WHAT THE EXERCISE ASKS
The response should be the data again, identical in every line.

DATA RECORDS
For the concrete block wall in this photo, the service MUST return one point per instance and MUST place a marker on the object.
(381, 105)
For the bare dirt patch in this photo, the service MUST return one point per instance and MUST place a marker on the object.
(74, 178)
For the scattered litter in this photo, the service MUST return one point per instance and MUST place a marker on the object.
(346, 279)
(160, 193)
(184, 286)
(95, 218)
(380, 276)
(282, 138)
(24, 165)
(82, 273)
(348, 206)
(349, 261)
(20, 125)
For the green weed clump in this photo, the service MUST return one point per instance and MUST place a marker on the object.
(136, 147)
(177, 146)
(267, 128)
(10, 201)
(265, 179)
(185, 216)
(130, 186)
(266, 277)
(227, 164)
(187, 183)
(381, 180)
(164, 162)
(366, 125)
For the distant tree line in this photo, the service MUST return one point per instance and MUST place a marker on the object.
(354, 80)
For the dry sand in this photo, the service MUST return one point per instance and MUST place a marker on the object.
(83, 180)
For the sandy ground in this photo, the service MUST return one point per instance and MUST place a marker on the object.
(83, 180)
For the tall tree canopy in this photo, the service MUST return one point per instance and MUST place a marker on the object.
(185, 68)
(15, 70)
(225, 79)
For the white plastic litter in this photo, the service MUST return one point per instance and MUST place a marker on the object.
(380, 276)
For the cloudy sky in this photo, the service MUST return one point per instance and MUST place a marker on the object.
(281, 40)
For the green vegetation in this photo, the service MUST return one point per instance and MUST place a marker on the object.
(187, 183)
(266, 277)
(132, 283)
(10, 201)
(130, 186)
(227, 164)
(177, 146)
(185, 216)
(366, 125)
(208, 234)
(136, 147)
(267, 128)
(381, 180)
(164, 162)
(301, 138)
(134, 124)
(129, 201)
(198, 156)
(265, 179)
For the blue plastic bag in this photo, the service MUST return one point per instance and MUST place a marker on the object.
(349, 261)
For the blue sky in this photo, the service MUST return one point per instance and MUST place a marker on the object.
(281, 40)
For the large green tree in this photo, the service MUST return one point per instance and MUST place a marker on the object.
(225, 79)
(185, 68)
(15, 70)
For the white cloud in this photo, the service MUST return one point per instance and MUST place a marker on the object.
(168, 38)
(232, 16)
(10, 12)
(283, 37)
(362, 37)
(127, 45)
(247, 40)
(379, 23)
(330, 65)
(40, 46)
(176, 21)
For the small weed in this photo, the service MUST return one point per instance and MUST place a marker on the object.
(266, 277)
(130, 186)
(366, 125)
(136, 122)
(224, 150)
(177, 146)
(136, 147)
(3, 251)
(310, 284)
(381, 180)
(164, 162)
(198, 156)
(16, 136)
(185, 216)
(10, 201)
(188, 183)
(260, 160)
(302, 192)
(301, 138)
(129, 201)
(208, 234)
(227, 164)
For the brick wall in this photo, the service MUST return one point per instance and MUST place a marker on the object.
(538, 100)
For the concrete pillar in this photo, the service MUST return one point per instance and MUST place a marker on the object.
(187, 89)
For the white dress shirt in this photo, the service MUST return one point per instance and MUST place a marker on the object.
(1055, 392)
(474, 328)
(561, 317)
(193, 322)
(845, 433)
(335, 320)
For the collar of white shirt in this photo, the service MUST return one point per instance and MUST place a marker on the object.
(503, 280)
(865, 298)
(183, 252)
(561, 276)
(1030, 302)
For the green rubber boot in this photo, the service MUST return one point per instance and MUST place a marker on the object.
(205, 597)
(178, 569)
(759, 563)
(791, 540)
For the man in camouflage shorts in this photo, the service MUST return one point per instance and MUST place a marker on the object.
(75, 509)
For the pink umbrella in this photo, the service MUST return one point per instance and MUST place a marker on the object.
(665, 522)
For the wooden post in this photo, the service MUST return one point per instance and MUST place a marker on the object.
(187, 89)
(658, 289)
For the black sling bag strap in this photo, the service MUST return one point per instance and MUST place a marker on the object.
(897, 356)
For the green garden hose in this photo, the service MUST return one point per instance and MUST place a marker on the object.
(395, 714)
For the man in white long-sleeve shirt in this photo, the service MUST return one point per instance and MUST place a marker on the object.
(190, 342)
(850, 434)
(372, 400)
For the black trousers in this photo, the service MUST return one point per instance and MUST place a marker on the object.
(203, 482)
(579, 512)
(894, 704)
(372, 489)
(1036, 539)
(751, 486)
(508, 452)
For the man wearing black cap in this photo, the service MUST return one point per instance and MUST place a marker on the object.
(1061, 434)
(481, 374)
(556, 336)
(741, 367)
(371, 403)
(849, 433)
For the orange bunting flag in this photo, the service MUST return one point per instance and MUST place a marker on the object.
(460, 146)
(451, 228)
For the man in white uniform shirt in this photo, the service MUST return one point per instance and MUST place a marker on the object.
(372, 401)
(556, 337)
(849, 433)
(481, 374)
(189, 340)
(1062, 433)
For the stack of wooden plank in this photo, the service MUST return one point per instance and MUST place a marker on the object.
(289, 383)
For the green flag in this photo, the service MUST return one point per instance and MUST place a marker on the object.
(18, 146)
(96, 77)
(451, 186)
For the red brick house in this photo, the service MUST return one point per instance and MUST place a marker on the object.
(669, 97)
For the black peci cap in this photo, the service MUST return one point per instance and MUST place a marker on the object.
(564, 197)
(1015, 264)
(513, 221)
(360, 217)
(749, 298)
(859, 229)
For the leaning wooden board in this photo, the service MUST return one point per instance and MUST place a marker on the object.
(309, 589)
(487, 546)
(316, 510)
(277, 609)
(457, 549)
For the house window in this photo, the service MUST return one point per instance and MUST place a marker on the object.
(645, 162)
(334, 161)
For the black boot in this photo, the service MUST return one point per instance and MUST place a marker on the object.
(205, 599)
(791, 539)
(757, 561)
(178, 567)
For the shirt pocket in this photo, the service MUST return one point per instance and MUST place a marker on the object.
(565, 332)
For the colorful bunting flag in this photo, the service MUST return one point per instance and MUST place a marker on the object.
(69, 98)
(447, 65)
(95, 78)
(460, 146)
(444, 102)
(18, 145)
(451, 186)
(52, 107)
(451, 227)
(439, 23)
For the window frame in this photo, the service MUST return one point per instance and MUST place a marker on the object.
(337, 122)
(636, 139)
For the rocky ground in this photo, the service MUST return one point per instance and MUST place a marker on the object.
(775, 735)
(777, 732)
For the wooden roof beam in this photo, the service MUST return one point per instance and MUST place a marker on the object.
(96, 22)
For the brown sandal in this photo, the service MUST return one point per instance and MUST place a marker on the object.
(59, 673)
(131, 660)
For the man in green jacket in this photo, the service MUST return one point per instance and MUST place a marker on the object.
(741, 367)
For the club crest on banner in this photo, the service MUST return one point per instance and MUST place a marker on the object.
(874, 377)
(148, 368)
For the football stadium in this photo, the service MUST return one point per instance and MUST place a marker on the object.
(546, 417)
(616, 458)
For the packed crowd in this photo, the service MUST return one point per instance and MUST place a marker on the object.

EXERCISE ANSWER
For the concrete block wall in this photo, the service MUST return one point per instance and MUST place a marker on the object.
(381, 105)
For the bare dirt patch in this photo, the service MUST return one point per instance and MUST place a marker on the object.
(74, 178)
For the scattered litter in this photo, the service MUST return one point per instance and MUST place a marker on the object.
(346, 279)
(160, 193)
(184, 286)
(95, 218)
(380, 276)
(282, 138)
(24, 165)
(82, 273)
(348, 206)
(349, 261)
(20, 125)
For the green weed clump in this photo, the service MUST return one point per instance and MUST place a marker on the object.
(136, 147)
(177, 146)
(267, 128)
(10, 201)
(265, 179)
(185, 216)
(130, 186)
(266, 277)
(227, 164)
(187, 183)
(381, 180)
(164, 162)
(366, 125)
For the distant tree line in this photo, the service MUST return one point per instance and MUST place a marker on the object.
(354, 80)
For the dry sand in this photo, the service MUST return one point per instance and MUST place a marker on the object.
(83, 180)
For the sandy ground in this photo, the service MUST return one point per instance and MUST place a marker on the object.
(83, 180)
For the tall tree canopy in this photo, the service MUST return one point per instance and MUST place a marker on the object.
(185, 68)
(15, 70)
(225, 79)
For the white plastic litter in this photo, the service MUST return one point per instance and MUST place a marker on the object.
(380, 276)
For the cloudy sky in this photo, the service MUST return one point per instance and MUST place a marker on the object.
(281, 40)
For the green vegetation in this photo, the service MUST return one point per instance and MUST place a marker on the object.
(187, 183)
(266, 277)
(132, 283)
(10, 201)
(130, 186)
(227, 164)
(177, 146)
(185, 216)
(366, 125)
(208, 234)
(136, 147)
(267, 128)
(381, 180)
(164, 162)
(301, 138)
(134, 124)
(129, 201)
(198, 156)
(265, 179)
For the blue plastic bag in this photo, the service MUST return one point per instance and MUST place a marker on the object.
(349, 261)
For the blue sky in this photo, the service MUST return one point per instance and MUST place a marker on the object.
(281, 40)
For the large green tree in this photo, the service MUST return one point per instance and MUST place a marker on the object.
(225, 79)
(185, 68)
(15, 70)
For the white cloud in this photo, the service MUST return one point per instance and MUST place a marker on the object.
(168, 38)
(232, 16)
(10, 12)
(283, 37)
(362, 37)
(127, 45)
(247, 40)
(379, 23)
(330, 65)
(40, 46)
(176, 21)
For the small weed in this photo, the service MUST return one point per instance and MUST place a marker on the object.
(266, 277)
(130, 186)
(366, 125)
(136, 122)
(224, 150)
(177, 146)
(136, 147)
(3, 251)
(310, 284)
(381, 180)
(164, 162)
(198, 156)
(16, 136)
(185, 216)
(10, 201)
(188, 183)
(260, 160)
(302, 192)
(301, 138)
(129, 201)
(208, 234)
(227, 164)
For the brick wall in this photo, the service MUST return one point per instance and MUST place a marker on the object.
(538, 100)
For the concrete pillar in this photo, the service MUST return one point per instance and MUST place a marker on the object.
(187, 89)
For the white dress shirt in this photo, the service MUST return one point per instance and MUST place a marker on the object.
(1055, 392)
(474, 328)
(561, 317)
(193, 322)
(845, 433)
(335, 320)
For the collar of white shirt in this photo, the service MUST return one point per instance and MUST place a marker on the object.
(503, 280)
(865, 298)
(183, 252)
(561, 276)
(1030, 302)
For the green rubber boot in this photo, the service MUST return one point per instance and MUST place a marker on the object.
(205, 597)
(178, 569)
(759, 563)
(791, 540)
For the man in camouflage shorts in this photo, the service MUST return one point per instance and MUST place a marker on the object.
(75, 509)
For the pink umbrella in this photo, the service MUST return one point per instance and MUST place a marker on the object.
(665, 522)
For the wooden post in this photo, the service MUST return one point per instance and MUST place a marker on the object.
(187, 89)
(658, 289)
For the black sling bag strap in this photo, the service MUST return one point per instance and MUST place a marker on the object.
(897, 356)
For the green garden hose in this photo, the service MUST return one point per instance and MUST place a marker on the object.
(395, 714)
For the man in white long-sleeve shirt in this photo, the service MUST return one point per instance and MUST place a marker on the object.
(190, 342)
(850, 434)
(372, 400)
For the black trousers in this photo, the service MUST return one point per instance and MUST place a marker on the object.
(203, 482)
(579, 512)
(894, 704)
(372, 489)
(1036, 539)
(751, 486)
(508, 452)
For the man wearing black cap in this photo, the service MUST return one point per instance and MUST place a marker on the object.
(1061, 434)
(481, 374)
(556, 336)
(741, 367)
(371, 403)
(849, 433)
For the orange bunting flag in this photo, the service MUST return one point per instance and MUST place a marker on the object.
(460, 146)
(451, 228)
For the man in white uniform shirt in this photo, the service MUST return one point per instance and MUST place a marker on the object.
(372, 401)
(556, 337)
(849, 433)
(481, 374)
(189, 340)
(1062, 433)
For the stack of wooden plank in this photo, the service MUST return one point per instance and MUST place a marker on the object.
(289, 383)
For the green flag in this photo, the service MUST return one point per instance and MUST place a marker on the object.
(18, 146)
(96, 77)
(451, 186)
For the red brick house in this photo, the service MUST return one point per instance and MUST place a marker on the object.
(669, 97)
For the black peci cap in this photo, the service MUST return one point per instance and MUST place a marker on the object.
(564, 197)
(1015, 264)
(513, 221)
(360, 217)
(749, 298)
(859, 229)
For the leaning wooden board in this photo, the service MUST return one point per instance and MUST place a marker on the object.
(309, 589)
(487, 546)
(316, 510)
(277, 609)
(457, 549)
For the house window in this photo, the service MUST return one point per instance and MUST place a marker on the object.
(645, 162)
(334, 161)
For the black boot in this photo, the service MUST return one point per instance and MUST place a marker on the object.
(205, 599)
(791, 539)
(757, 561)
(178, 567)
For the shirt pocket in this photo, the service MUST return one point per instance and MUST place a marker on the object.
(565, 332)
For the colorful bunting flag in this photo, the service MUST return one point per instance and MUST place a marker on the object.
(69, 98)
(447, 65)
(95, 78)
(460, 146)
(444, 102)
(18, 145)
(451, 186)
(52, 107)
(451, 227)
(439, 23)
For the window frame in this photo, the service MUST return one point per instance and MUST place a marker on the object.
(337, 122)
(636, 139)
For the rocky ground in this photo, the service MUST return one point per instance and MUST place a marker on the object.
(775, 735)
(777, 732)
For the wooden roof beam in this photo, the service MUST return one point per instance and MUST place a marker on the object.
(96, 22)
For the brown sandal in this photo, the service MUST return one point per instance and MUST place a marker on the object.
(59, 673)
(131, 660)
For the man in green jacket in this photo, the service MUST return one point per instance and MUST place a marker on the object.
(741, 367)
For the club crest on banner in this photo, the service MUST return one point per instance and MUST place a marker on the object.
(874, 377)
(148, 368)
For the football stadium in this photo, the service MUST return one point per instance and MUST place a marker on the object.
(546, 417)
(616, 458)
For the packed crowd in this photo, the service MUST return one point per instance and MUST place a marker on the object.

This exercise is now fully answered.